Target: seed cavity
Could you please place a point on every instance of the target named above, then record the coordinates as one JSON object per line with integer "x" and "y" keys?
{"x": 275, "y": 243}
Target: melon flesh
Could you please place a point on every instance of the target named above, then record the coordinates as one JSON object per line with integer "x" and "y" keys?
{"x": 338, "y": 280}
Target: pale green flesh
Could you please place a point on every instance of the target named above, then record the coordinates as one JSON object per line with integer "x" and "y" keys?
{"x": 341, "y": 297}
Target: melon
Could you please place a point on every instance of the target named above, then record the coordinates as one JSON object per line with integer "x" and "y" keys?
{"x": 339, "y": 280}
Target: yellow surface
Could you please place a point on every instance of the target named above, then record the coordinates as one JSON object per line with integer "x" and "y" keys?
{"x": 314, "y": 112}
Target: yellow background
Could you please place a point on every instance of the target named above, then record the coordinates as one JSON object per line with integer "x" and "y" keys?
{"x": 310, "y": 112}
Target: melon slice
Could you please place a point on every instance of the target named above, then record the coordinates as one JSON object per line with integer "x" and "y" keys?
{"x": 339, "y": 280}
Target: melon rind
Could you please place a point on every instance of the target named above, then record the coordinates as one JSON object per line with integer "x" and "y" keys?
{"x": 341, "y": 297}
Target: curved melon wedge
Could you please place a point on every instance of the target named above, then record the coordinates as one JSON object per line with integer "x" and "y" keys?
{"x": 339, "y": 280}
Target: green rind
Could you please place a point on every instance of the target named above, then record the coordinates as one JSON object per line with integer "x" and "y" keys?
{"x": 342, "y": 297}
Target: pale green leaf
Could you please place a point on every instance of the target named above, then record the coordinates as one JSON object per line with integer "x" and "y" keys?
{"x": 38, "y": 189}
...
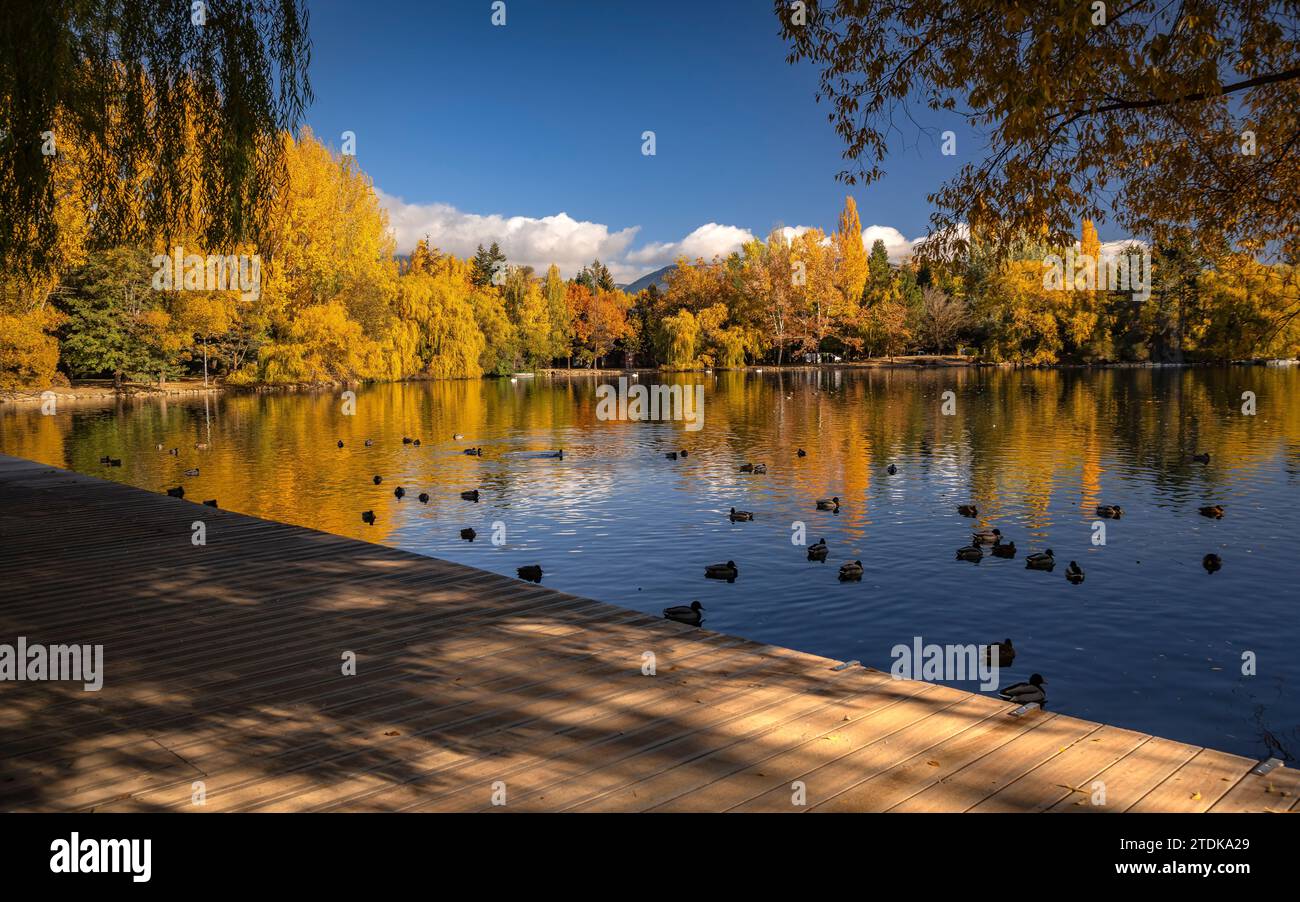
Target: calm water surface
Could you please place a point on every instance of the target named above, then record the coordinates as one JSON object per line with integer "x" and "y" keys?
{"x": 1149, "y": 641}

### Written exercise
Pull out every line of the records above that contains the word "surface". Copy each such line unchanged, in its original order.

### Written response
Target: yellow surface
Target: calm water surface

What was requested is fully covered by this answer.